--- EXERCISE AIM ---
Format the lines below as a Markdown table with two columns, Number and Text, starting at the line that contains "Target: pine tree" and ending at the line that contains "pixel 932 246", both included, and leaving out any blank lines.

--- EXTRACTED ENTRIES ---
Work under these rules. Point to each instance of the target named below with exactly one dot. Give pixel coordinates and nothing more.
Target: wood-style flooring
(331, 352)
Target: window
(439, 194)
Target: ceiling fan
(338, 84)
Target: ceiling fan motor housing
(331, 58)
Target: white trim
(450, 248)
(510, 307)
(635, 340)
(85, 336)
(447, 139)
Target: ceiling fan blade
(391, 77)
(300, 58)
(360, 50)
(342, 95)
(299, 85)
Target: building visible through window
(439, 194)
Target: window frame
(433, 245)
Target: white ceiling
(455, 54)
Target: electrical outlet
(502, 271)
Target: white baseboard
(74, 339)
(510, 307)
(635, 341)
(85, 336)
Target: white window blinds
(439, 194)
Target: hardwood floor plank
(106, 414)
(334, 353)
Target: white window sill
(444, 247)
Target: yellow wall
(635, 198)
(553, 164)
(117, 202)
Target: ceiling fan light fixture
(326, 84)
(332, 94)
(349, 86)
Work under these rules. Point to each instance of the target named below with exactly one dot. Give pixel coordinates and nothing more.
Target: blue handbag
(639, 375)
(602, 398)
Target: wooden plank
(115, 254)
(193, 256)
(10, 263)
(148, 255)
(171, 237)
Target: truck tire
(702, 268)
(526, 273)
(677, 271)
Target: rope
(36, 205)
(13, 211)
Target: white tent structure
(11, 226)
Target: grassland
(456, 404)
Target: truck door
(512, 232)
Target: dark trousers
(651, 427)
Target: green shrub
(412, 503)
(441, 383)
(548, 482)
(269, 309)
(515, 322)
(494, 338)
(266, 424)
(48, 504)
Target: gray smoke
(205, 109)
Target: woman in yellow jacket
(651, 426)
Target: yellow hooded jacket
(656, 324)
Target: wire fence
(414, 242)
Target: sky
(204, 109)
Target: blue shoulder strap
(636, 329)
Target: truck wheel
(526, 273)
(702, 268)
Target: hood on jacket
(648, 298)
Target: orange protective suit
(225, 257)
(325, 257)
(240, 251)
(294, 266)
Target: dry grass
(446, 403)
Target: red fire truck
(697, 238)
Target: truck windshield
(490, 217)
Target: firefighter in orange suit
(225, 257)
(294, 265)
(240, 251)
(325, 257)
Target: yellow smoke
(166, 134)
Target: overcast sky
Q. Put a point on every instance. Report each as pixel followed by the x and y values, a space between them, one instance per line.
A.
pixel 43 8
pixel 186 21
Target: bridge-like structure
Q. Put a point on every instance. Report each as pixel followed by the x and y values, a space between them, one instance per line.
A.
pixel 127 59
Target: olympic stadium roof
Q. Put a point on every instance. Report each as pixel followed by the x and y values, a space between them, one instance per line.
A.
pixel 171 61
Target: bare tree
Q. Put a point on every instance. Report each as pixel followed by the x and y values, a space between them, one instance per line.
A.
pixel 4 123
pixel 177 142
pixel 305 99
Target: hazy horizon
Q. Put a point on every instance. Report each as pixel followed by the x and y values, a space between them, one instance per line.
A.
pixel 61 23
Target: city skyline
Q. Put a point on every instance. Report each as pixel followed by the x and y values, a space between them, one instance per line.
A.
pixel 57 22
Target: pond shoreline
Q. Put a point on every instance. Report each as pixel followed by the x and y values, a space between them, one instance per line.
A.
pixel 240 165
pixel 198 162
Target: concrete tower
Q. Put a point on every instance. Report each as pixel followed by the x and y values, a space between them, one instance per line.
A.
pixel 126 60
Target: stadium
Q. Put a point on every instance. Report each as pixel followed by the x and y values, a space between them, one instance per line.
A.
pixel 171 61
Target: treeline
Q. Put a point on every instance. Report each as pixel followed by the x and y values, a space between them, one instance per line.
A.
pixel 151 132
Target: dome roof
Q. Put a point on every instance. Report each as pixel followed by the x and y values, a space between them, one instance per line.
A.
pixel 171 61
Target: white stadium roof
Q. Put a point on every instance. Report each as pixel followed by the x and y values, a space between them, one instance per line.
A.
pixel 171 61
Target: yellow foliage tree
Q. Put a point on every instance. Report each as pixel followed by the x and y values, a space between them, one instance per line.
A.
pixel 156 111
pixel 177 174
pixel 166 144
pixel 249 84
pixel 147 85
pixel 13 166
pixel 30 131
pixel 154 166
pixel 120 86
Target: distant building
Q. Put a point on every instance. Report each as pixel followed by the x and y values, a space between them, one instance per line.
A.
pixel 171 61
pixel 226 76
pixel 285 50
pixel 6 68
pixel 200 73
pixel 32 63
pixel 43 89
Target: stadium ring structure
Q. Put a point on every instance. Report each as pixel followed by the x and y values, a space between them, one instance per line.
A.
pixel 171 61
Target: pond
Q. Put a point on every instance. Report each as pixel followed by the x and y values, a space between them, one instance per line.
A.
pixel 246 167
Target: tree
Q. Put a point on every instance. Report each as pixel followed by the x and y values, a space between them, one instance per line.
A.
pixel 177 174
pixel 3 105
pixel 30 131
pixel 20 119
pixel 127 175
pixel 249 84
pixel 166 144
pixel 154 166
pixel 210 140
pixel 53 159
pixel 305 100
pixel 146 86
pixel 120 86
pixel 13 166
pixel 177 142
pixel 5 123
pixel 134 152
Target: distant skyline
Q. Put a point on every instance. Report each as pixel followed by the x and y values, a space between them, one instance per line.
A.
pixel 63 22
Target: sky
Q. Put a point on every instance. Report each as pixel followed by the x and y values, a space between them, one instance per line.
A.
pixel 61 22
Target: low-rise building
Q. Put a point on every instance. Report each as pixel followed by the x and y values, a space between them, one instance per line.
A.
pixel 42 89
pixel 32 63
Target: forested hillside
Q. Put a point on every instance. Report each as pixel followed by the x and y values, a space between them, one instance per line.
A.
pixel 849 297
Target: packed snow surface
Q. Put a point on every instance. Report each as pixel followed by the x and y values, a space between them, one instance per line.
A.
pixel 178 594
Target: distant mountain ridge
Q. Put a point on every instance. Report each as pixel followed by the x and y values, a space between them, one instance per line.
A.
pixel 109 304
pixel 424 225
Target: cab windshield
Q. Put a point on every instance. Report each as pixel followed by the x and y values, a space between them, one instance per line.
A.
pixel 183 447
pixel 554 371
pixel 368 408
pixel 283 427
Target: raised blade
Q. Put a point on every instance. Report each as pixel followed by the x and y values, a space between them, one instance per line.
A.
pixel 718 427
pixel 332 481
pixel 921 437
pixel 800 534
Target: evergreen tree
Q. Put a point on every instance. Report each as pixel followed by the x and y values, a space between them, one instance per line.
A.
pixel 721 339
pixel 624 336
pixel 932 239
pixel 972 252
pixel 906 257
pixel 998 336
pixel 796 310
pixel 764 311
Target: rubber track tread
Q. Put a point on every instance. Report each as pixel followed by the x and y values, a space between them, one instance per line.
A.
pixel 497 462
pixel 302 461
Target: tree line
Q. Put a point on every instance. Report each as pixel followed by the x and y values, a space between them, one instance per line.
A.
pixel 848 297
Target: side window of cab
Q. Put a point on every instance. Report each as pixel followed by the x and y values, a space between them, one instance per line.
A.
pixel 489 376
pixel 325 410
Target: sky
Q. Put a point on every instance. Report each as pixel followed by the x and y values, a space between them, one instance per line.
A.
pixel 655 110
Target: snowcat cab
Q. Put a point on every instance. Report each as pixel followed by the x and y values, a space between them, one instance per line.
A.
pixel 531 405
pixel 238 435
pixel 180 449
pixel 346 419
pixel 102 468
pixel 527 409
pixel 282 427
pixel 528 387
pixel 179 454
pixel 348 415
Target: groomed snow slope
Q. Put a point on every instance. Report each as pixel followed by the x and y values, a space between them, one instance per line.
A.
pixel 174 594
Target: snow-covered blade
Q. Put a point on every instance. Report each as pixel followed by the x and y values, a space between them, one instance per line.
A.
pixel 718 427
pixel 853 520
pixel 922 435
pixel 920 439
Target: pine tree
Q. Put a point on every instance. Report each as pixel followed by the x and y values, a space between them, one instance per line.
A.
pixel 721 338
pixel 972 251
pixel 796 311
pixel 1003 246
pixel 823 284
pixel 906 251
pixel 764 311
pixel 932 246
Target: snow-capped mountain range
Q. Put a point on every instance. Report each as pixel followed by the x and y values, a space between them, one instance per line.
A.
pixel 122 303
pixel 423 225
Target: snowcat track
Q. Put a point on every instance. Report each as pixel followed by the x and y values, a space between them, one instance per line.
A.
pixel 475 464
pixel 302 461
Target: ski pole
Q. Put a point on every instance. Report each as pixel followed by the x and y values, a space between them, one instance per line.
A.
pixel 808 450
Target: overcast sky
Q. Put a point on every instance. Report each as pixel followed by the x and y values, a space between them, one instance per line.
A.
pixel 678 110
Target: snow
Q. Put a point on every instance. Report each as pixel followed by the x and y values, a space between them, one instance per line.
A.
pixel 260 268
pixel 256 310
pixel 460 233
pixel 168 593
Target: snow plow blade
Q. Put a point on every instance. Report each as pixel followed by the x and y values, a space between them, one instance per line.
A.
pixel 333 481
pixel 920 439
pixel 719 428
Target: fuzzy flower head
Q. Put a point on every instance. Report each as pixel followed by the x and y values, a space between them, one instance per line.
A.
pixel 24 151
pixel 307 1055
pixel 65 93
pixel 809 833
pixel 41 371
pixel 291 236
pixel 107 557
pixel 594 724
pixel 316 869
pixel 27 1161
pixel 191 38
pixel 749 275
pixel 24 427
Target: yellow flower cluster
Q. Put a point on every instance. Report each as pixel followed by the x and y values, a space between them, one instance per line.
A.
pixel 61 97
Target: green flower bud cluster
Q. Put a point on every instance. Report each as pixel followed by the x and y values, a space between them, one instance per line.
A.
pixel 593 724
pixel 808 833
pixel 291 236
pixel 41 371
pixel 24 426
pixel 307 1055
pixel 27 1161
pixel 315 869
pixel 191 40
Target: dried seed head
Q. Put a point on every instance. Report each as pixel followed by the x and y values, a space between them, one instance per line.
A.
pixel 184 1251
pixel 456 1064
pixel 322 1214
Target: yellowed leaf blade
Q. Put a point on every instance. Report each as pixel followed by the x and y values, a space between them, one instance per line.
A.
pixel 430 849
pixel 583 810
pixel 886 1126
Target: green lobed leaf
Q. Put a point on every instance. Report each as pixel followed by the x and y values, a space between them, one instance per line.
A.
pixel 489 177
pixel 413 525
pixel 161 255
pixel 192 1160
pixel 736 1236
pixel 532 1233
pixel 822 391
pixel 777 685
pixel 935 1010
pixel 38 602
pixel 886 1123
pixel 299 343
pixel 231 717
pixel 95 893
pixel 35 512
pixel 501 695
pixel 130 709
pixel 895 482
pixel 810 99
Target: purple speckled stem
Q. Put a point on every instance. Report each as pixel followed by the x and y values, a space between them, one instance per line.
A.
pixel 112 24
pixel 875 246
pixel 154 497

--- RESULT BELOW ---
| Number | Text |
|---|---|
| 1 | Target: pine tree |
| 2 | Q. Put a point on every instance. Report each as pixel followed by the x and y values, a space between them, one instance per line. |
| 3 | A. |
| 4 | pixel 721 338 |
| 5 | pixel 972 251 |
| 6 | pixel 796 311 |
| 7 | pixel 1003 246 |
| 8 | pixel 823 284 |
| 9 | pixel 906 251 |
| 10 | pixel 764 311 |
| 11 | pixel 932 246 |